**练习任务**:
A – 列出下文抚仙湖报道中所有用书名号标出的法规名称。
B – 照原样抄录下文抚仙湖报道中的一段，从“事实令人震惊。这是云南省第三”开始，一直抄到“按照国家规定的类水标准保护。”为止。

**文本节选**:

((

中国蓄水量最大淡水湖遭别墅围困 生态被破坏

2013-04-16 06:33:38 来源: 中青在线-中国青年报(北京) 有4600人参与

在江川县,“仙湖锦绣”休闲康体旅游度假区项目的高尔夫球场紧挨湖岸。

轰鸣的推土机、光秃秃的山体、流失的红土,伴随着豪华别墅和高尔夫球场,你会不会以为这是哪个人造度假村?

事实令人震惊。这是云南省第三大湖泊,也是我国蓄水量最大的淡水湖抚仙湖。中国青年报记者近日探访抚仙湖,发现湖区红线已被房地产开发商撕开,水土流失严重,这一高原生态系统正在遭到破坏。

“我们只是普通老百姓,但也知道我们国家I类水质的湖泊已屈指可数。如果为了追求一时政绩、经济利益,超负荷发展,那我们都是罪人。”住在抚仙湖畔的村民曾林(化名)说。

撕裂“100米红线”的高尔夫球场

抚仙湖位于云南省玉溪市澄江、江川、华宁三县之间,湖水面积212平方公里,仅次于滇池和洱海。根据我国《水法》、《环境保护法》、《水污染防治法》制定的《云南省抚仙湖保护条例》规定,从2007年9月1日起,抚仙湖水质按照国家规定的类水标准保护。

))

**所给信息**:

((

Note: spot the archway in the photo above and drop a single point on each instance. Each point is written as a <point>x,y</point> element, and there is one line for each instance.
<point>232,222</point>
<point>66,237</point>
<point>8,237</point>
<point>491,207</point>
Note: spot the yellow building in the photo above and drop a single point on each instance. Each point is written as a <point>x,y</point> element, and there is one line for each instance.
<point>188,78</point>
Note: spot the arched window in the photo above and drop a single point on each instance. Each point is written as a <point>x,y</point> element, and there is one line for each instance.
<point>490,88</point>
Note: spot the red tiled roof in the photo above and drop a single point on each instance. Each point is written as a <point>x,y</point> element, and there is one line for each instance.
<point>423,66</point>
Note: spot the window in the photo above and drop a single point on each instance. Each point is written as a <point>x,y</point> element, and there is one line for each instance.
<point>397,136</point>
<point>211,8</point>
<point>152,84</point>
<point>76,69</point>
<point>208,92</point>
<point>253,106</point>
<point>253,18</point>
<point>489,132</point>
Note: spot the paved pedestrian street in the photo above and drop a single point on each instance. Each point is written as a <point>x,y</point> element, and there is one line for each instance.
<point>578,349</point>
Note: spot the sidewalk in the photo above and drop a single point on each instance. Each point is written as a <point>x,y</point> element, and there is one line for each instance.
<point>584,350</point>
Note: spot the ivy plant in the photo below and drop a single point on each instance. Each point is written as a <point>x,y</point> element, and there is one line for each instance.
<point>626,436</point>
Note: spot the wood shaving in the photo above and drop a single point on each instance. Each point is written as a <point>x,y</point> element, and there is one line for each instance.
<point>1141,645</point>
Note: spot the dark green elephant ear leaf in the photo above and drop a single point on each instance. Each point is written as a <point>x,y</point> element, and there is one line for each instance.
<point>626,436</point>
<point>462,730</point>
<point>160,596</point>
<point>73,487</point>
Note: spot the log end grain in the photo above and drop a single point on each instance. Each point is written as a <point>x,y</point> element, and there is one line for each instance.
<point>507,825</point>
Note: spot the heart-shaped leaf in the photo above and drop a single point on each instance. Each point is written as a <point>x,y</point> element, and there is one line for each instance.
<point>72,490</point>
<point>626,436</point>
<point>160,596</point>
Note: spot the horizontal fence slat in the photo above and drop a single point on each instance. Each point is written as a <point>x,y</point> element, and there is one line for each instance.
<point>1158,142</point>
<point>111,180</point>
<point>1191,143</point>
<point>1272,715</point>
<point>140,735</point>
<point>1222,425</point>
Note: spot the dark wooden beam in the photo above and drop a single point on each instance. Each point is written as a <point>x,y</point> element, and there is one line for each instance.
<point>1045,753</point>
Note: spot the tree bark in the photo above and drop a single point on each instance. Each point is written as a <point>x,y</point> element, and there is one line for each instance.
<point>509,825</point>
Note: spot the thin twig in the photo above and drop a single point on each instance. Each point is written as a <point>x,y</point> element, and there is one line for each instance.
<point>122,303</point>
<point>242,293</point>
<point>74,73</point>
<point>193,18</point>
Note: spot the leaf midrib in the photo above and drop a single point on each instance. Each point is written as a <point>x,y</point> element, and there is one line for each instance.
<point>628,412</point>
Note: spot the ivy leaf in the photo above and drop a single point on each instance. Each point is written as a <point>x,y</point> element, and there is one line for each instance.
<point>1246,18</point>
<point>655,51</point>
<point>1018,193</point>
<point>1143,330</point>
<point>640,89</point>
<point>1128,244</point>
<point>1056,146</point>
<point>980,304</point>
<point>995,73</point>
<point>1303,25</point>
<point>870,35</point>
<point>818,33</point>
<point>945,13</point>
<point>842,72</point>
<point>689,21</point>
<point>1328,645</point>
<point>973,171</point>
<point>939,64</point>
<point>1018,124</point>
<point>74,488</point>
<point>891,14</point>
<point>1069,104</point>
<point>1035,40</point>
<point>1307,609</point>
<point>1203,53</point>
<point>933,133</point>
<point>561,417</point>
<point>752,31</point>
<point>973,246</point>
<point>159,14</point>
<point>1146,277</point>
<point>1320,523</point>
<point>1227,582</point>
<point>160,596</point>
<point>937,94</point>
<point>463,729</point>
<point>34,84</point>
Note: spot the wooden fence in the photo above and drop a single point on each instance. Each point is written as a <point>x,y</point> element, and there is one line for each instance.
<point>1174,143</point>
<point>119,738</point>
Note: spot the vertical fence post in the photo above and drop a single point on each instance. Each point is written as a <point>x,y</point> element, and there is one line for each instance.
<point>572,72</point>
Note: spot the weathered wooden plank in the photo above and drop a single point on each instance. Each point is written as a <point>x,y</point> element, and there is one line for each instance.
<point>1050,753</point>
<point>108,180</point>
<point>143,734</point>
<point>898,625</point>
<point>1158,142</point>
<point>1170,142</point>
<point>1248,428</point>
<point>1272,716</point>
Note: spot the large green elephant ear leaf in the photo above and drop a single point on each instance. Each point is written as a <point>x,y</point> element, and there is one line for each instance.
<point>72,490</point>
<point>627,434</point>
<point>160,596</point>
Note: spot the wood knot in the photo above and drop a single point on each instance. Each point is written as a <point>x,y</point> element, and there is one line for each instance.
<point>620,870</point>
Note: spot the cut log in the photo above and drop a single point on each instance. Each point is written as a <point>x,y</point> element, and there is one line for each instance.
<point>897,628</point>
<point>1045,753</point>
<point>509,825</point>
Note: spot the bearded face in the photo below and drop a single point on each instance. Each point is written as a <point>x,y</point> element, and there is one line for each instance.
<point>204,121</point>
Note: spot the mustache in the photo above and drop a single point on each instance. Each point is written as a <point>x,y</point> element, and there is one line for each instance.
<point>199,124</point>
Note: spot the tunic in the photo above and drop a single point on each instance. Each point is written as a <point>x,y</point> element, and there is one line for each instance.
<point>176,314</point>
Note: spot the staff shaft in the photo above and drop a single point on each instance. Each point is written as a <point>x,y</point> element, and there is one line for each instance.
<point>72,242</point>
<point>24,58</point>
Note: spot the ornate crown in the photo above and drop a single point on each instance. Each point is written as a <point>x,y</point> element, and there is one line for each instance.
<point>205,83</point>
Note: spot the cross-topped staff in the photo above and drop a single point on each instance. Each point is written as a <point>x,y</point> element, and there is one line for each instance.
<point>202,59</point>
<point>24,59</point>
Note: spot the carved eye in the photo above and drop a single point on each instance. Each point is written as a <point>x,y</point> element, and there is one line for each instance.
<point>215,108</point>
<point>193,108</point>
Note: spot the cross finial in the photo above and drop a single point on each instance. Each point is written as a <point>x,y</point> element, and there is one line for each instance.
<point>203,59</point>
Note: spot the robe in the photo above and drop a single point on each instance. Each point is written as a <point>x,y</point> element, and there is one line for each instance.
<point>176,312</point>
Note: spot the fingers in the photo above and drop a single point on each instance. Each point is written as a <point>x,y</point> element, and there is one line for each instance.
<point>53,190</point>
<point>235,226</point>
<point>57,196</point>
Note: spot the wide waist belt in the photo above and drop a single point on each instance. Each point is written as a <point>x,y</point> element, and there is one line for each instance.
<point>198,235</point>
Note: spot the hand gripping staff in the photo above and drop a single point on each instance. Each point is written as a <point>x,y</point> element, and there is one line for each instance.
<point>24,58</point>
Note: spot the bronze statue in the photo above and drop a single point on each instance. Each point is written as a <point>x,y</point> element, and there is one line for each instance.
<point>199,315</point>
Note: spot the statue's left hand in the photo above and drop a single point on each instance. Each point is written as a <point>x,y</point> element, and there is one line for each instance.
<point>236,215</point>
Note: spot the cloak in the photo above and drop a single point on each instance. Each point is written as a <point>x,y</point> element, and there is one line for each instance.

))

**参考答案**:
A – 《水法》、《环境保护法》、《水污染防治法》、《云南省抚仙湖保护条例》

B –
事实令人震惊。这是云南省第三大湖泊,也是我国蓄水量最大的淡水湖抚仙湖。中国青年报记者近日探访抚仙湖,发现湖区红线已被房地产开发商撕开,水土流失严重,这一高原生态系统正在遭到破坏。

“我们只是普通老百姓,但也知道我们国家I类水质的湖泊已屈指可数。如果为了追求一时政绩、经济利益,超负荷发展,那我们都是罪人。”住在抚仙湖畔的村民曾林(化名)说。

撕裂“100米红线”的高尔夫球场

抚仙湖位于云南省玉溪市澄江、江川、华宁三县之间,湖水面积212平方公里,仅次于滇池和洱海。根据我国《水法》、《环境保护法》、《水污染防治法》制定的《云南省抚仙湖保护条例》规定,从2007年9月1日起,抚仙湖水质按照国家规定的类水标准保护。